#### [What you are asked to do]
For every line in the data below that contains "chicken", copy the line.

/---

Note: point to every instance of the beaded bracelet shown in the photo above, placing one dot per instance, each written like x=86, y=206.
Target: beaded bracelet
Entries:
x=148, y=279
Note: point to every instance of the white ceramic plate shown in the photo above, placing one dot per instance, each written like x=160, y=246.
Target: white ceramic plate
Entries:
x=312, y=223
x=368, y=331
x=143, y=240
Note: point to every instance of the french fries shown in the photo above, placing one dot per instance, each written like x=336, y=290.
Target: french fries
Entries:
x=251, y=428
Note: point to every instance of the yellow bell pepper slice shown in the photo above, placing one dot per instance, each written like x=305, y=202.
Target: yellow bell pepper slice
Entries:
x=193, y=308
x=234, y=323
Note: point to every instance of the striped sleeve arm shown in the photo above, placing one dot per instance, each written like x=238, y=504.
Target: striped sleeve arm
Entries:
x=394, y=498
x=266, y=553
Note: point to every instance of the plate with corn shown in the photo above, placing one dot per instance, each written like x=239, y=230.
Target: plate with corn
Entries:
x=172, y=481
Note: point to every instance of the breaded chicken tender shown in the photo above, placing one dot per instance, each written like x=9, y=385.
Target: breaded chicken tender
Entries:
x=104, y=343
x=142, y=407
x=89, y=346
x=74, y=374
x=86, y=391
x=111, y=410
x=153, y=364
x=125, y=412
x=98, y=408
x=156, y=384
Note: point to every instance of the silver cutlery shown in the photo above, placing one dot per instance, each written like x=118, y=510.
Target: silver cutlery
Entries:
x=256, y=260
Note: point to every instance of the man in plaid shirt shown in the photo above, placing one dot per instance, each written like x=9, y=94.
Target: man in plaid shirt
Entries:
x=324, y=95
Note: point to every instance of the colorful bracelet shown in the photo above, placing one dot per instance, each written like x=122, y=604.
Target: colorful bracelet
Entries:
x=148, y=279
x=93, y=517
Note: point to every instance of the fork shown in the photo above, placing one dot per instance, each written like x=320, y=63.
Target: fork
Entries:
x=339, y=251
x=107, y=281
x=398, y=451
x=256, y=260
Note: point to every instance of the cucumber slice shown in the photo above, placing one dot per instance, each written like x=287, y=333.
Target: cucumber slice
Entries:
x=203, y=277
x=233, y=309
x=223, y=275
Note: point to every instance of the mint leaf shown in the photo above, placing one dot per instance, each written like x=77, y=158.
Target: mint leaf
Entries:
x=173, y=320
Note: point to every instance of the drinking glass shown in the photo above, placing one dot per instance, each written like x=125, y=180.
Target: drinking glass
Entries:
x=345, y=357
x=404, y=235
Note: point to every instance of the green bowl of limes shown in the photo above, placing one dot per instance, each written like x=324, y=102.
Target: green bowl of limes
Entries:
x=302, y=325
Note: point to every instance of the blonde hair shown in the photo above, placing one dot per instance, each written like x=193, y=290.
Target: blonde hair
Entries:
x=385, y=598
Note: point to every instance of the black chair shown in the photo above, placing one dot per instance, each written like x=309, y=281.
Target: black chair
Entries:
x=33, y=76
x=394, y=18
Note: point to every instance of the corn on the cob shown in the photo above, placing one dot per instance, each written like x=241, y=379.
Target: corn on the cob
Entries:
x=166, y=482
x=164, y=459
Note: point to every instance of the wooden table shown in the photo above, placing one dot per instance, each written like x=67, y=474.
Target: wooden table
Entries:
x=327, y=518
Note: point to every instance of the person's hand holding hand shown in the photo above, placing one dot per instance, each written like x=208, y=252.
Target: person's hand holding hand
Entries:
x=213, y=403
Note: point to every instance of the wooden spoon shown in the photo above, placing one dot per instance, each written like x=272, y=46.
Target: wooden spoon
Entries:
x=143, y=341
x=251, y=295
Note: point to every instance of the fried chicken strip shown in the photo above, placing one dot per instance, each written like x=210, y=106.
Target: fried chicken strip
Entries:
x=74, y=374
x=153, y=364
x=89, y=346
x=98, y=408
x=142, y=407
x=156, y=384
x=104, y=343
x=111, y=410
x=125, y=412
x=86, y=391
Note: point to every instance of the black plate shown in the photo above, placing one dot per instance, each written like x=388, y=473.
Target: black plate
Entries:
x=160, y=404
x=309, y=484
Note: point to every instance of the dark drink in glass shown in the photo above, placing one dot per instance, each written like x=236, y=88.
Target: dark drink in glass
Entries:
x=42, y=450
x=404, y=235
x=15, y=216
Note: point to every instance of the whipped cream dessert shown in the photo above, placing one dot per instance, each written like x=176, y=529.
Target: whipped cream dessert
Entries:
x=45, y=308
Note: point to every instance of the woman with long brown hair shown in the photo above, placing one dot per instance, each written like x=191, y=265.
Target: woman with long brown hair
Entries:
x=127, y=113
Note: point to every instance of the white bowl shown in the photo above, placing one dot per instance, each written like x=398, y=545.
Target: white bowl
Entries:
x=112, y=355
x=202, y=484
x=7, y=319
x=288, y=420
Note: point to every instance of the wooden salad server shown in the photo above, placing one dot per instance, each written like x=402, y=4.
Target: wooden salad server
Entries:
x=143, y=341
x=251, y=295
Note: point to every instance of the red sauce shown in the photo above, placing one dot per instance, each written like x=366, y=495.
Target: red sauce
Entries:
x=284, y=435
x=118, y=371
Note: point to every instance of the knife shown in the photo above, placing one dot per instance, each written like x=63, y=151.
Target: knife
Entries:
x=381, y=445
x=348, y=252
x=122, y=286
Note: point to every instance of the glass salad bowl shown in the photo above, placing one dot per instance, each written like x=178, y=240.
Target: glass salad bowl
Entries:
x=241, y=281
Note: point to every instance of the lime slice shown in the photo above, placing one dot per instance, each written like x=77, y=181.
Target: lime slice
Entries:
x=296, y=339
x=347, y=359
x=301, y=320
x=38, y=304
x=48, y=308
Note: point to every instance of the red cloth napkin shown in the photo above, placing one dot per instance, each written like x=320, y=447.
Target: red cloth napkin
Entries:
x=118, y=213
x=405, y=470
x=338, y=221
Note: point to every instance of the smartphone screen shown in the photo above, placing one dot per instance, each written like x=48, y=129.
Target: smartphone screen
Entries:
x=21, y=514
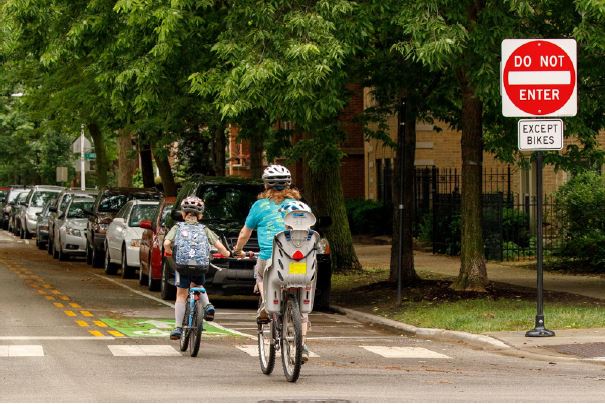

\---

#### [Response]
Note: point to every instance of the breaded chicken tender shown in the photo above, placing one dot per instance, each written like x=9, y=385.
Target: breaded chicken tender
Note: point to every instance of the fried chicken strip shown in the photo above, placing one dot per instance, each written like x=210, y=106.
Target: fried chicken strip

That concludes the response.